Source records
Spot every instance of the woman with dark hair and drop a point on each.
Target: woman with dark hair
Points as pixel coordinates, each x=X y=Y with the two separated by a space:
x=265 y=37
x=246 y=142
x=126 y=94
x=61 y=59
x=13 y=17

About this task: Wherever the string "dark" appears in a line of the records, copy that line.

Written answer:
Spot every instance of the woman with dark hair and drop a point on each.
Target: woman with dark hair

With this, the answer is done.